• _Aim of the task_
Pull out every line of the records below that contains the string "asphalt", and copy each one.

---------- Dataset content ----------

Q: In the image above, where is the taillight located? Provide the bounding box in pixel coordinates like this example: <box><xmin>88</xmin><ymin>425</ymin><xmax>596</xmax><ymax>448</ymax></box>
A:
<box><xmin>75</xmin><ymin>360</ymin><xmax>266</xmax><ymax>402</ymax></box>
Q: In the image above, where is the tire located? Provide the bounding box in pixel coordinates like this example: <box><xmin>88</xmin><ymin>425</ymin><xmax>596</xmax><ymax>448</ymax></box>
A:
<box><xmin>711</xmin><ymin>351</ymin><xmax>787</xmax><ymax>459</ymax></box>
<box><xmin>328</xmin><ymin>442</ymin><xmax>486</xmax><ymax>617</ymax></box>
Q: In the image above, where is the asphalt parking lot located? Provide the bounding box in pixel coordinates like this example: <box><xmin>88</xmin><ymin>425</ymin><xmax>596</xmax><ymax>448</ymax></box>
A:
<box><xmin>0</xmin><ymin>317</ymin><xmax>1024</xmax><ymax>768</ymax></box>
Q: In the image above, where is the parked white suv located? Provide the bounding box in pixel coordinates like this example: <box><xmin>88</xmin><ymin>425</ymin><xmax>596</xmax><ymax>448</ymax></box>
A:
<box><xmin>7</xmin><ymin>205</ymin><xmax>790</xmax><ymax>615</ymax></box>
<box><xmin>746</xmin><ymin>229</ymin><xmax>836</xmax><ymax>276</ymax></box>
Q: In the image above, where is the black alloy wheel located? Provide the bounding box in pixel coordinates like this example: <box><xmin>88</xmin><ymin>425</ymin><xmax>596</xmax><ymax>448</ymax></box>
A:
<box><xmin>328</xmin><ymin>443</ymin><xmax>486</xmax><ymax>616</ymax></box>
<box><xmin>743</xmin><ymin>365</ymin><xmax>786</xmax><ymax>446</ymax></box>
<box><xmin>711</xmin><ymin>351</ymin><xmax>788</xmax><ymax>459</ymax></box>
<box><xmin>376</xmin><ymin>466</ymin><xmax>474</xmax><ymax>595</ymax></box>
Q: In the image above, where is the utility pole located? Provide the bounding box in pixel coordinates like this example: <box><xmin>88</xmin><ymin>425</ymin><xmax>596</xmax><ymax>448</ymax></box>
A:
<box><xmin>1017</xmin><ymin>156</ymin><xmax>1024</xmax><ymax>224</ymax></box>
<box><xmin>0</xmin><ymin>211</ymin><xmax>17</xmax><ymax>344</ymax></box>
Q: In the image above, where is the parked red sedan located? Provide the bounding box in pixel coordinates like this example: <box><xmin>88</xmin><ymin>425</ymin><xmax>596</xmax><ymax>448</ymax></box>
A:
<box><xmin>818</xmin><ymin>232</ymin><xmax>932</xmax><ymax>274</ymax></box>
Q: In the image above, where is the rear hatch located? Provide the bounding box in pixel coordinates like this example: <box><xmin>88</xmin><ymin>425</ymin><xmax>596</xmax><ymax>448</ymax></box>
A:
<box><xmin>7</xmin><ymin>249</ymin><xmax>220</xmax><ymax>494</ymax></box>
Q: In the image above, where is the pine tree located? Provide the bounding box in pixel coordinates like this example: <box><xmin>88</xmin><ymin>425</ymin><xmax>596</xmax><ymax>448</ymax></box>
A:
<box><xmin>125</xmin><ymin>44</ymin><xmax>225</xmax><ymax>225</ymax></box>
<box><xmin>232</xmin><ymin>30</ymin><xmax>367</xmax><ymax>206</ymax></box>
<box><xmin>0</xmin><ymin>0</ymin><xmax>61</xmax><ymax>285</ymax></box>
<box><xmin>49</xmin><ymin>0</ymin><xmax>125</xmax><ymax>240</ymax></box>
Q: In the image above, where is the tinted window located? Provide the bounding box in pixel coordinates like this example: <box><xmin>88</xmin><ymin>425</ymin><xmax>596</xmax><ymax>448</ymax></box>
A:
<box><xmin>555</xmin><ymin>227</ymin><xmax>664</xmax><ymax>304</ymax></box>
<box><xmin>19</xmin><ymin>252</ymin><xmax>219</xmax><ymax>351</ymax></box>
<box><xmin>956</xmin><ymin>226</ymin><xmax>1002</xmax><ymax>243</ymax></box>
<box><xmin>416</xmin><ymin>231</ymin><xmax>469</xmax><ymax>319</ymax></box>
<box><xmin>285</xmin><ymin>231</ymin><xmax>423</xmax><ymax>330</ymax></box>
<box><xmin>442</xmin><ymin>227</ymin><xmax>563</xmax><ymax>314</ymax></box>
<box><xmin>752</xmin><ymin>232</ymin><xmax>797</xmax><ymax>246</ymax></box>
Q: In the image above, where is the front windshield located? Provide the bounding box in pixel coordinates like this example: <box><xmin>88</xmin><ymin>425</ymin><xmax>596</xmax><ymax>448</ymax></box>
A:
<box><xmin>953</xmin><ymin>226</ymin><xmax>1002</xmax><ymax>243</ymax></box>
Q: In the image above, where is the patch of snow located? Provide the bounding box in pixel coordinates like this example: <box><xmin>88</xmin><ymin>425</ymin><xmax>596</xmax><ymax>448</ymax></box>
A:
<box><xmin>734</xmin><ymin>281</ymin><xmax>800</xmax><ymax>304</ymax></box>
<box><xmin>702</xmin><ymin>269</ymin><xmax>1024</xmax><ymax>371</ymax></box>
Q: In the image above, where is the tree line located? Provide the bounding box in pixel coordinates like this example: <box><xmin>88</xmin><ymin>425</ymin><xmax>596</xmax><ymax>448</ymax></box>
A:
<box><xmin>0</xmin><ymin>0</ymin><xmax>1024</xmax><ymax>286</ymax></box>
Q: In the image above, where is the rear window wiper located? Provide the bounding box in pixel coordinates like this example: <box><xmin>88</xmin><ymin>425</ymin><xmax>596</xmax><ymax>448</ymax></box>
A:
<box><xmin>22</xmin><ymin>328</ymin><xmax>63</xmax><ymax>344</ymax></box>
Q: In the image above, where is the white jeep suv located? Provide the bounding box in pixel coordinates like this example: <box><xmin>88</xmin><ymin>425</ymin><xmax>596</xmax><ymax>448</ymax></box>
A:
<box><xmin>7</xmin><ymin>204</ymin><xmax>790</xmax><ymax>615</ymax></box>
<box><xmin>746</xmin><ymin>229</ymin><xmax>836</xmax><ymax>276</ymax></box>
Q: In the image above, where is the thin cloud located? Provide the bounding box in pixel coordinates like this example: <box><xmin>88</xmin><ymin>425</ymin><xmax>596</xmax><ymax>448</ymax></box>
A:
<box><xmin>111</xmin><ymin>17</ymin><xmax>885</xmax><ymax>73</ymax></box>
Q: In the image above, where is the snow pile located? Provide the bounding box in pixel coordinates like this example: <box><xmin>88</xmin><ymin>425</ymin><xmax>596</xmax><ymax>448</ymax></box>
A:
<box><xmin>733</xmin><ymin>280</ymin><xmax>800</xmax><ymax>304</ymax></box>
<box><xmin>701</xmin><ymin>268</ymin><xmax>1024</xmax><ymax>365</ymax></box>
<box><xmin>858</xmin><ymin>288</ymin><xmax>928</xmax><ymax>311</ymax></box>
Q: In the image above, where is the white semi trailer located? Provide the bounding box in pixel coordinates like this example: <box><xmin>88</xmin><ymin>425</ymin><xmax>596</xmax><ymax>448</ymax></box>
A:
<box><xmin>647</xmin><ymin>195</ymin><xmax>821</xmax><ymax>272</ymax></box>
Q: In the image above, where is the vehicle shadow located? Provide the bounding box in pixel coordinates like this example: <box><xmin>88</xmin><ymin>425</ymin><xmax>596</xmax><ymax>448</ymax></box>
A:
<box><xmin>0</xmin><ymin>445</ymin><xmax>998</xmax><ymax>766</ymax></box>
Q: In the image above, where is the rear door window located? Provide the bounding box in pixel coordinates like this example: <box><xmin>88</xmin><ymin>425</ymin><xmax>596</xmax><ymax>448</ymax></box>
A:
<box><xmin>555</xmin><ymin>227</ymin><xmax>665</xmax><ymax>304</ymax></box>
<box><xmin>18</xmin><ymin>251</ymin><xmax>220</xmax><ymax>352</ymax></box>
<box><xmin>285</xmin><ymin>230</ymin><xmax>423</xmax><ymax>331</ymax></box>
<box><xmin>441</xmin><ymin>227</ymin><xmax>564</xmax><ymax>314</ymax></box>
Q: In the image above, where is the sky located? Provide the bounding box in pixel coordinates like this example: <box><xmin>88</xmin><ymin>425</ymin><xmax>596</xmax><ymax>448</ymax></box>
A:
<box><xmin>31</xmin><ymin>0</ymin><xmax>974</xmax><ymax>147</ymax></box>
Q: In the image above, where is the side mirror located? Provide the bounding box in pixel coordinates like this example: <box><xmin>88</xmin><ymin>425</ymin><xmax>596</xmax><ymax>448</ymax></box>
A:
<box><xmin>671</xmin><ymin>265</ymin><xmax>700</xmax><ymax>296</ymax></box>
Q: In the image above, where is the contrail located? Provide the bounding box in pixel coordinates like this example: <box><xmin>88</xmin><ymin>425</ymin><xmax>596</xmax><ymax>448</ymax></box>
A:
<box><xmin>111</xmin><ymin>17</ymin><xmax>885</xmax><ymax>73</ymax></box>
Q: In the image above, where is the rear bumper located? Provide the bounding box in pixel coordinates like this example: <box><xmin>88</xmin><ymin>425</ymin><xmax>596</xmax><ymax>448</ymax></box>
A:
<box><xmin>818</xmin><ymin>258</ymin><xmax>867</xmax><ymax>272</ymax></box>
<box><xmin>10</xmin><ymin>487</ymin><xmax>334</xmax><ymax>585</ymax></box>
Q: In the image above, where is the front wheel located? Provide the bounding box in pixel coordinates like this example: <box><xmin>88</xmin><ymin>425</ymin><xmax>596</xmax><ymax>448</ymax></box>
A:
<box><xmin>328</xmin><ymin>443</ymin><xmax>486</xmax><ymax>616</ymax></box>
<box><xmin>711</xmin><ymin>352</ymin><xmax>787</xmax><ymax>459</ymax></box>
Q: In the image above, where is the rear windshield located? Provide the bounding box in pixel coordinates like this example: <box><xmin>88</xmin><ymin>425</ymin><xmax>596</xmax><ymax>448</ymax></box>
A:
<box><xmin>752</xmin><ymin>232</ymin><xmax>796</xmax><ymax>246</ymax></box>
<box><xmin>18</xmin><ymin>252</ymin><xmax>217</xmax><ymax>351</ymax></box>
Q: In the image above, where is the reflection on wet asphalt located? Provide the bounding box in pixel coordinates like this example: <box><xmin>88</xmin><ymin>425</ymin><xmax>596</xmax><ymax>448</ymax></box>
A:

----------

• _Answer_
Q: In the image above, where is the asphalt parking lot located? Provide the bounding box in pixel coordinates like this example: <box><xmin>88</xmin><ymin>425</ymin><xmax>596</xmax><ymax>448</ymax></box>
Q: In the image above, where is the reflection on wet asphalt located? Provide the bounding box in pixel coordinates like this example: <box><xmin>88</xmin><ymin>425</ymin><xmax>596</xmax><ymax>448</ymax></box>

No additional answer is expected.